### Extrait du texte

D’une réflexion sur Don Juan à la lecture de Sodome et Gomorrhe de Proust, Colette élabore une revue des plaisirs sexuels en marge, faite de bouts rajoutés. D’où une lecture parfois plaisante dès qu’un sujet est conté, plus fastidieuse lorsqu’il s’agit de pensées décousues. Car Colette est une pragmatique, pas une théoricienne ; elle observe et décrit (fort bien), elle ne réfléchit guère.

Les unisexuelles, le Lesbos aristo, Renée Vivien, Missy, la Chevalière, les dames de Llangollen, les invertis, Damien… tous les prénoms ou surnoms ont été changés et le noticier de la Pléiade a parfois du mal à les situer. Il s’agit moins d’amour que de sexe, et même moins de sexe que de « plaisirs », la sensualité de la caresse ou l’affectivité du regard semblent parfois suffire.

Où donc est alors « le pur » que Colette a mis en avant ? Il s’agit d’un terme convenu du moralisme social et religieux qui n’a pas grand sens au regard de la diversité des sensations, sentiments et affects de la gent humaine. Ce qui est pur est ce qui n’est pas mêlé : or qu’y a-t-il de plus mêlé que la psyché humaine ? Ce qu’on nomme l’amour est par exemple mêlé de sensualité, de désir sexuel, d’affection et de tendresse, de respect et d’admiration… La pureté est un mensonge idéaliste, une hypocrisie morale, une impossibilité vivante. L’impur serait donc le lot commun : le vice, la pollution, le métissage.

######
### Données sources

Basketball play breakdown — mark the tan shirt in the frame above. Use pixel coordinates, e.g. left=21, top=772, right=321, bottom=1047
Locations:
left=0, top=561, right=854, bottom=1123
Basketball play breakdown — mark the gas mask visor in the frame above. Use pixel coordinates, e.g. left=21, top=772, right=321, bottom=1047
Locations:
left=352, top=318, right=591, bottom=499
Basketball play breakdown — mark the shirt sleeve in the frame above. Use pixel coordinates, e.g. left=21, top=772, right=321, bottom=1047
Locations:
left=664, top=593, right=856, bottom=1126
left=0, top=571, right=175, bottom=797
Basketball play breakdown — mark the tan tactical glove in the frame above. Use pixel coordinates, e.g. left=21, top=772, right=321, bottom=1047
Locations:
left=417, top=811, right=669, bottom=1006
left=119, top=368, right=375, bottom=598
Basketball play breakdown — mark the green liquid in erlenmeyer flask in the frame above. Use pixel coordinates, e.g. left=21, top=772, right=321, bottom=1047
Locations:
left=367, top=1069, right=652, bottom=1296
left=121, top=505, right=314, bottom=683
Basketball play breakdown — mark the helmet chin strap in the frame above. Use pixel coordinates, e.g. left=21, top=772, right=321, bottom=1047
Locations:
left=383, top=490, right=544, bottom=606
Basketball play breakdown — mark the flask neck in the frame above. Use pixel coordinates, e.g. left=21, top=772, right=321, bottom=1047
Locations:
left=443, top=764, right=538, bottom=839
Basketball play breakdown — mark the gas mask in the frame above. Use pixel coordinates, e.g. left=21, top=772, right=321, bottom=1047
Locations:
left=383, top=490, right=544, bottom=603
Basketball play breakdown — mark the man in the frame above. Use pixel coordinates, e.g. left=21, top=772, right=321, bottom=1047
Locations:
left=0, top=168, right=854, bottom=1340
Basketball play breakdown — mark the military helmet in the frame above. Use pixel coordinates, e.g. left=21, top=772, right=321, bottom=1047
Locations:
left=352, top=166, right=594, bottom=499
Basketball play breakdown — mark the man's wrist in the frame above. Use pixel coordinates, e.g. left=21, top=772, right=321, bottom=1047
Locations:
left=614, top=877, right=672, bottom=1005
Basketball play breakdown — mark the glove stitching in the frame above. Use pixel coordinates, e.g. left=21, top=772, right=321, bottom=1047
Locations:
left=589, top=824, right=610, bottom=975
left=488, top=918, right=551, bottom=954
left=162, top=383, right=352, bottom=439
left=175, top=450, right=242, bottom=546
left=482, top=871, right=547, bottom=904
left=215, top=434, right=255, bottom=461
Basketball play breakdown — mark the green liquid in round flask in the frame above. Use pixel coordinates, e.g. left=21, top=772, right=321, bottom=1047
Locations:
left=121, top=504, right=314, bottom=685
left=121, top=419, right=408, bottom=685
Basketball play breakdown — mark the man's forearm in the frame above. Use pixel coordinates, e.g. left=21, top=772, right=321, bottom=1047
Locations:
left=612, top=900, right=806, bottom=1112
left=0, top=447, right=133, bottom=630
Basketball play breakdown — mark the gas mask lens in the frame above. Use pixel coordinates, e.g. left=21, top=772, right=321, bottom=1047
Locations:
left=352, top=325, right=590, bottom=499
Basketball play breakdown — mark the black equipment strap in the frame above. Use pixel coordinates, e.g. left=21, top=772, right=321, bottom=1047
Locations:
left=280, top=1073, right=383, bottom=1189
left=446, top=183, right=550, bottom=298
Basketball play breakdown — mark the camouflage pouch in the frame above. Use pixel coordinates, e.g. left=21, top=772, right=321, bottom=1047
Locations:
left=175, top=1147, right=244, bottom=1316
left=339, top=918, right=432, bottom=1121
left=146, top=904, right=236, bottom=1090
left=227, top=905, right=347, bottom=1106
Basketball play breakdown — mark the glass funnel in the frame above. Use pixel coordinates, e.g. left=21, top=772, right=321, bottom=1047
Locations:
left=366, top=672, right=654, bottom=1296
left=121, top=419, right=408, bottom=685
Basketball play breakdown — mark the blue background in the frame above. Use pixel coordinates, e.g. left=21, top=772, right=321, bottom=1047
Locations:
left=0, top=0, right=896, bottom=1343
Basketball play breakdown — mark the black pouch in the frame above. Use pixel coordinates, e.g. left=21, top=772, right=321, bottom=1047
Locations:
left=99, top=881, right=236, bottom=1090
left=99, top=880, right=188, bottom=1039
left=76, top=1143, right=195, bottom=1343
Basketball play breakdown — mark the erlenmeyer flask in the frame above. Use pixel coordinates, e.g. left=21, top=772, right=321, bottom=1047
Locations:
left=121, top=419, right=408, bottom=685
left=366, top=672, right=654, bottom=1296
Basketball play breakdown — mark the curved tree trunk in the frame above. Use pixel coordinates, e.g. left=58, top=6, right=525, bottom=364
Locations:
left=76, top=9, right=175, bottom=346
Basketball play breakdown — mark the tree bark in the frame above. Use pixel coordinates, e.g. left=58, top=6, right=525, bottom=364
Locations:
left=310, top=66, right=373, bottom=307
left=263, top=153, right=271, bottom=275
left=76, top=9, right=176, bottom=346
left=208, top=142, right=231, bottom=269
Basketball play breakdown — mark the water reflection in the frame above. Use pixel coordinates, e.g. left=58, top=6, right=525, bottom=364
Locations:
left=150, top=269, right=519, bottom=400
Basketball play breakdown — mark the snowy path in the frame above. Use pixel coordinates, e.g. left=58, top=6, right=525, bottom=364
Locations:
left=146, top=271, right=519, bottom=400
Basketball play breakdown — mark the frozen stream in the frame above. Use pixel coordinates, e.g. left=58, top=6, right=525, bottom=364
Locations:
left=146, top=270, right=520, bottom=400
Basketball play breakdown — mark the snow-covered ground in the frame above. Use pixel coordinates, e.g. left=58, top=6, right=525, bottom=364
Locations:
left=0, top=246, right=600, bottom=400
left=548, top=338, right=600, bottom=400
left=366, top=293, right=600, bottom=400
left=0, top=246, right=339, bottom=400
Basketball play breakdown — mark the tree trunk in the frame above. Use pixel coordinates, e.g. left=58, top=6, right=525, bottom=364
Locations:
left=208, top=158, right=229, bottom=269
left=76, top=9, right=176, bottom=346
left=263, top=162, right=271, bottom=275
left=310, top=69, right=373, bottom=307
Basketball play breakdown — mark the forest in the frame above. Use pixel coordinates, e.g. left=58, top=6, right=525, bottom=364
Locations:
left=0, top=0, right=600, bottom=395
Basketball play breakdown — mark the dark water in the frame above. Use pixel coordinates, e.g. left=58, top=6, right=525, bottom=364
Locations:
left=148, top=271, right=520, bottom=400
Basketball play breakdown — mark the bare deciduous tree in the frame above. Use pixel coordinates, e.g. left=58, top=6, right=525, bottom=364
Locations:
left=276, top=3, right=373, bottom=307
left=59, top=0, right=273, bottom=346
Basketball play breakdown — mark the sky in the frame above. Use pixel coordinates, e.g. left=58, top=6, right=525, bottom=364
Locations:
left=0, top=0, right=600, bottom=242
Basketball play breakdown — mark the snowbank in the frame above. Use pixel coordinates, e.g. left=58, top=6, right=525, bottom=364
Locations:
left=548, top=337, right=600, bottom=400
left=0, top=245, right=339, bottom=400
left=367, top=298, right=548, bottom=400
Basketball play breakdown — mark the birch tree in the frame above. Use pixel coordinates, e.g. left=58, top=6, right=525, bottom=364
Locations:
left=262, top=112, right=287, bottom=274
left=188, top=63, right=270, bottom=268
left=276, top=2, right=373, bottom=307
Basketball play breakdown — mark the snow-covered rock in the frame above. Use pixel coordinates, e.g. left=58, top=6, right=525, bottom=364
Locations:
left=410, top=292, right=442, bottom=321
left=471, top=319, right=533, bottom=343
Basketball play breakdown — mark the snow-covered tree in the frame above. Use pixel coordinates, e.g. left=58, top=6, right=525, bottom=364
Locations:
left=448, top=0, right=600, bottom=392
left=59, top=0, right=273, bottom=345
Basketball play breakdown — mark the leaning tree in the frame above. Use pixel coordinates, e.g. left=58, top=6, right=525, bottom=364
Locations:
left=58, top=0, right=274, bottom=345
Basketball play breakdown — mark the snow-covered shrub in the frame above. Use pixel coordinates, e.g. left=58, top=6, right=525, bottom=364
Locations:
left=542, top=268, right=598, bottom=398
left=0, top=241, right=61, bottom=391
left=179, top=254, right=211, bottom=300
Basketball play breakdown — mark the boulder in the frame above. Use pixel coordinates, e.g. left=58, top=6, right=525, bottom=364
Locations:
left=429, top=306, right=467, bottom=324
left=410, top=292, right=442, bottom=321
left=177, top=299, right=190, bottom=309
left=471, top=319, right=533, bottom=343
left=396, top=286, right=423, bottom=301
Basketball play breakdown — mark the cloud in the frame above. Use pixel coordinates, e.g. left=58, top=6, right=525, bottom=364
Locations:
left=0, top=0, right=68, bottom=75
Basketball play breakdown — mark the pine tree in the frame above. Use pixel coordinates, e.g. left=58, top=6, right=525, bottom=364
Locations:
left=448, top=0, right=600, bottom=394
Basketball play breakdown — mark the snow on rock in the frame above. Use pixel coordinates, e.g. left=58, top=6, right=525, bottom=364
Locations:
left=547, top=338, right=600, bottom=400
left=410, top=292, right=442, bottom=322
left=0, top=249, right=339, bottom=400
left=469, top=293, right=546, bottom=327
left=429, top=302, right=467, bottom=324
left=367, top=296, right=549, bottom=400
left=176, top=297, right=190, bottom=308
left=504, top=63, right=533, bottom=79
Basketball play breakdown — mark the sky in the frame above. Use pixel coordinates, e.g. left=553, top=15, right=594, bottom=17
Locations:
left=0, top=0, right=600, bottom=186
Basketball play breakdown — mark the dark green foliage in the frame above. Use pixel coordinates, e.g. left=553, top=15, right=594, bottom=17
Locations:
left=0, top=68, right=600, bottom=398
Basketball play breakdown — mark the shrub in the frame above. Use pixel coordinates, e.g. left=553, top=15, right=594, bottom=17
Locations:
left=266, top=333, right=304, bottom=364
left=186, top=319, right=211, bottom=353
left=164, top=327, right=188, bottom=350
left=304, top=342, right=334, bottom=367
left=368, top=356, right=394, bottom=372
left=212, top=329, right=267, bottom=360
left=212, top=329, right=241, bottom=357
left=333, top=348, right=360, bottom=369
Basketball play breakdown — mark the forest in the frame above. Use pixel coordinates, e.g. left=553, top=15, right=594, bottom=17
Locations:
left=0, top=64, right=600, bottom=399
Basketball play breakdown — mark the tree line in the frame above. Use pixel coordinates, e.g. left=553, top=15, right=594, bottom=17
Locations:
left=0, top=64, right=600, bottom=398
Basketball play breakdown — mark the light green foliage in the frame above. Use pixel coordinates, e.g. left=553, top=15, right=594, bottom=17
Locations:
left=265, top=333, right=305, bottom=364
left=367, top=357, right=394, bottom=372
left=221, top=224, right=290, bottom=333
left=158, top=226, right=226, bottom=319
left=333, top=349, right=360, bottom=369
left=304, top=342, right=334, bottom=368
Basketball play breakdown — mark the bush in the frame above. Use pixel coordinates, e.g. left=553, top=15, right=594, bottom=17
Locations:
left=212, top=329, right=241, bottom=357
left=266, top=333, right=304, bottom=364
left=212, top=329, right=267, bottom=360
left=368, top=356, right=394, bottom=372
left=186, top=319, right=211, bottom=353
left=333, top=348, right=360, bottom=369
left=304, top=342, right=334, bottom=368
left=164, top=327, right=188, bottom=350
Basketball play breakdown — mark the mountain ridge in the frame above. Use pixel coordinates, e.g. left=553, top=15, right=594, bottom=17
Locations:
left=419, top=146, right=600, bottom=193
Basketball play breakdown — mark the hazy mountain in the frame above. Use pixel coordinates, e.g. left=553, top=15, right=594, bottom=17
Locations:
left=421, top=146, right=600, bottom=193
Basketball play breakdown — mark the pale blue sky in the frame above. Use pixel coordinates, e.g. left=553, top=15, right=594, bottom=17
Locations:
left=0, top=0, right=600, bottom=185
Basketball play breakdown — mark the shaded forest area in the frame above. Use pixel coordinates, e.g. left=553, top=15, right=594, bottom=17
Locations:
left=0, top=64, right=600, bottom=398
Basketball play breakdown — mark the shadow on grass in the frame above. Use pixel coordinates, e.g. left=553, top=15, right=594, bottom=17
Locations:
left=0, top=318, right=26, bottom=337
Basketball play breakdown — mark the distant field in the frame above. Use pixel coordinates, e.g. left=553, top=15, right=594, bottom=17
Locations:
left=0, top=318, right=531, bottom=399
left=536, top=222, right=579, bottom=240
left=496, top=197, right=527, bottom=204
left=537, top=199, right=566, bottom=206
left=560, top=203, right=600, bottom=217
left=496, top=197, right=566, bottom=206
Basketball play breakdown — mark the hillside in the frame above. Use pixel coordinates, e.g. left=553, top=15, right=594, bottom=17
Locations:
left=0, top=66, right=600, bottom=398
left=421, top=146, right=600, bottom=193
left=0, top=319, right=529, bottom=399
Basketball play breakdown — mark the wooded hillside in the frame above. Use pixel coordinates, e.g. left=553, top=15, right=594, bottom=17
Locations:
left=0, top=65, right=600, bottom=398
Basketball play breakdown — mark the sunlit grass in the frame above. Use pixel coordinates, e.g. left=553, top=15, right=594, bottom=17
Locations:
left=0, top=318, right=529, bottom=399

######

» **Travail demandé**:
1. Pouvez-vous reprendre la partie de l'extrait sur Colette qui s'ouvre sur les mots « Les unisexuelles, le » et se ferme sur « semblent parfois suffire. », en remplaçant « caresse » par « parole » ?
2. Pourriez-vous transformer en liste JSON de chaînes, à raison d'une chaîne par ligne et sans les lignes vides, uniquement la partie des entrées qui s'ouvre sur la ligne contenant « Basketball play breakdown — mark the gas mask in » et se ferme sur celle contenant « left=0, top=168, right=854, bottom=1340 », ces deux lignes comprises ?
L'extrait et les entrées n'ont aucun rapport entre eux.

» **Corrigé**:
1.
Les unisexuelles, le Lesbos aristo, Renée Vivien, Missy, la Chevalière, les dames de Llangollen, les invertis, Damien… tous les prénoms ou surnoms ont été changés et le noticier de la Pléiade a parfois du mal à les situer. Il s’agit moins d’amour que de sexe, et même moins de sexe que de « plaisirs », la sensualité de la parole ou l’affectivité du regard semblent parfois suffire.

2.
[
  "Basketball play breakdown — mark the gas mask in the frame above. Use pixel coordinates, e.g. left=21, top=772, right=321, bottom=1047",
  "Locations:",
  "left=383, top=490, right=544, bottom=603",
  "Basketball play breakdown — mark the man in the frame above. Use pixel coordinates, e.g. left=21, top=772, right=321, bottom=1047",
  "Locations:",
  "left=0, top=168, right=854, bottom=1340"
]